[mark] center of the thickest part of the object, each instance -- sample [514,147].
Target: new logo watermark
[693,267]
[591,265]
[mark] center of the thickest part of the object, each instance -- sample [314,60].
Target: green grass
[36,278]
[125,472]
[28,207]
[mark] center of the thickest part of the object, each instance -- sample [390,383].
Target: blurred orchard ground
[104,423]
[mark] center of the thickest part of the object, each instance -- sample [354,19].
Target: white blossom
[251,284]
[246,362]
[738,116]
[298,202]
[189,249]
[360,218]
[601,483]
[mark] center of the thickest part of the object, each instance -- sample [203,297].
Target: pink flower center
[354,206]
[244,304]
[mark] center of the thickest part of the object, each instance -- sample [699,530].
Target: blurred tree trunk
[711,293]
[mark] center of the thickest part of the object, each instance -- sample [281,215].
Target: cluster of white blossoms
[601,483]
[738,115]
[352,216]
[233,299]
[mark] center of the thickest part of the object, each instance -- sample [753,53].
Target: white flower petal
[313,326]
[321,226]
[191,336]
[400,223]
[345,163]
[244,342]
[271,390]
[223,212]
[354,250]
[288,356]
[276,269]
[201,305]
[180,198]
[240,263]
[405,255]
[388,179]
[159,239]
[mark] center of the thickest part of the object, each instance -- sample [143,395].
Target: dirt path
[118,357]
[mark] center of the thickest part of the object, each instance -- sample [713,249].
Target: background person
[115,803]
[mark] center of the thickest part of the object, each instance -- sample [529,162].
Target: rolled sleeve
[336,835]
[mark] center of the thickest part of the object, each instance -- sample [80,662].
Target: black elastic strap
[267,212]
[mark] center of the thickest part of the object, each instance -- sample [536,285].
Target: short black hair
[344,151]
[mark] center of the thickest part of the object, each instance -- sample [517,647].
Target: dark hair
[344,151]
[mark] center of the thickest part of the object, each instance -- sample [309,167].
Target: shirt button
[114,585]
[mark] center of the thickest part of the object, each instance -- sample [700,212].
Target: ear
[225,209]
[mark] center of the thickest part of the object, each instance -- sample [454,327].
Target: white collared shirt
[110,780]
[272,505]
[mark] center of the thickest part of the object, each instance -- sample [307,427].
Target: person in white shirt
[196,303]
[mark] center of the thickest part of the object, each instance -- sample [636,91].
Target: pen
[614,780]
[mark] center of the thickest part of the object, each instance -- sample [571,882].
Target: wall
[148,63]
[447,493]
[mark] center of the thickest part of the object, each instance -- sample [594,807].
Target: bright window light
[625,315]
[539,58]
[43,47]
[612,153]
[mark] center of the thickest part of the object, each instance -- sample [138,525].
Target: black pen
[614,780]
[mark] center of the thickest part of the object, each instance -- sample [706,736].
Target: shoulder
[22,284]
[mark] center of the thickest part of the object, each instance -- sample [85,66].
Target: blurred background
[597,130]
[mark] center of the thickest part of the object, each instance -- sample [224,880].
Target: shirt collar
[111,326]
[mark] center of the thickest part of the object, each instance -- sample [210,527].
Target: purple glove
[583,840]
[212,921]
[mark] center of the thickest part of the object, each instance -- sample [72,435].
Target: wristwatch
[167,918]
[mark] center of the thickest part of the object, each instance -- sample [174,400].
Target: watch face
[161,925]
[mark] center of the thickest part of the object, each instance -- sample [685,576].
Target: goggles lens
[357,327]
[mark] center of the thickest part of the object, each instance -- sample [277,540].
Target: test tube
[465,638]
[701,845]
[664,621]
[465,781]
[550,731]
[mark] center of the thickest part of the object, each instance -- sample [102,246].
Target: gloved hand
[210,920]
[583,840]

________________________________________

# [Task brief]
Each record above should be returned exactly as it appears.

# [Answer to the task]
[mark] center of the thickest part of the object, each instance -- sample [514,147].
Target: new logo watermark
[693,267]
[591,265]
[mark] center of the thickest part of the object, each instance -- sample [314,60].
Target: green grass
[36,278]
[125,472]
[28,207]
[mark] center of the thickest part of the object, each instance -- sample [390,383].
Target: blurred orchard ground
[104,423]
[mark] center of the thickest part of the object, each instance -- sample [354,19].
Target: white blossom
[251,284]
[246,362]
[738,116]
[298,202]
[189,249]
[360,218]
[601,483]
[mark] center of the thickest part of the object, each instance -- sample [203,297].
Target: pink flower center
[354,206]
[244,304]
[mark] center of the thickest part of the object, each instance -- sample [699,530].
Target: blurred tree trunk
[711,293]
[mark] center of the thickest part of the object, each instance -- sample [281,215].
Target: cluster of white blossoms
[601,483]
[738,115]
[352,216]
[233,299]
[mark] center of the thickest part of the object, each instance -- sample [753,53].
Target: white flower petal
[313,326]
[321,226]
[191,336]
[400,223]
[345,163]
[244,342]
[271,390]
[223,212]
[354,250]
[288,356]
[276,269]
[201,305]
[180,198]
[240,263]
[405,255]
[388,179]
[159,239]
[mark] center of the thickest part of the object, each instance -- sample [143,395].
Target: dirt path
[118,357]
[mark] center of the thickest part of the object, each instance -- sample [713,249].
Target: background person
[115,803]
[mark] center of the thickest part of the object, each instance -- sample [529,162].
Target: rolled sleeve
[336,835]
[mark] center of the thickest part of the object, each instance -- sample [80,662].
Target: black elastic strap
[267,212]
[mark] center of the thickest part of the object, each instance -- sample [536,285].
Target: short black hair
[344,151]
[mark] center of the thickest part of the object, each instance -- sample [517,647].
Target: dark hair
[344,151]
[mark] center of the thickest part of the object, each instance -- sample [309,167].
Target: shirt button
[114,585]
[mark] center of the thickest part of the object, each instance -- sample [700,212].
Target: ear
[225,209]
[mark] center of the thickest part of the object, each instance -- sample [454,327].
Target: white collared shirt
[110,780]
[272,505]
[mark] center of the thickest part of the object, each instance -- sample [307,427].
Target: person in white shirt
[196,303]
[mark] center of the thickest part of the object, each instance -- sample [636,91].
Target: pen
[614,780]
[mark] center of the thickest part of the object, each instance -- sample [571,882].
Target: wall
[148,63]
[447,493]
[mark] center of the thickest part of the object, each instance -- sample [594,807].
Target: bright window light
[625,315]
[539,58]
[43,47]
[612,153]
[mark] center of the thickest part of the object, each instance -- sample [138,525].
Target: black pen
[614,780]
[mark] center of the thickest part of the object, each instance -- sample [706,736].
Target: shoulder
[22,284]
[mark] center of the thickest part of the object, each instance -- sample [85,66].
Target: blurred background
[597,130]
[mark] center of the thickest part of the object, each instance -- sample [224,880].
Target: shirt collar
[111,326]
[mark] center of the thickest part of the object, each instance -- sample [210,527].
Target: purple glove
[583,840]
[212,921]
[mark] center of the thickest part of the object, each instance -- sample [72,435].
Target: wristwatch
[167,918]
[mark] center of the thickest part of the object, each instance -- sample [174,400].
Target: watch face
[161,925]
[mark] center of the thickest part of the object, each instance -- sample [685,576].
Target: goggles lens
[357,327]
[mark] center of the thickest part of the object, each instance -- sample [277,540].
Target: test tube
[465,638]
[701,845]
[664,621]
[465,781]
[550,731]
[mark] center of the thickest part of the object, each instance -- sample [102,246].
Target: gloved hand
[210,920]
[583,840]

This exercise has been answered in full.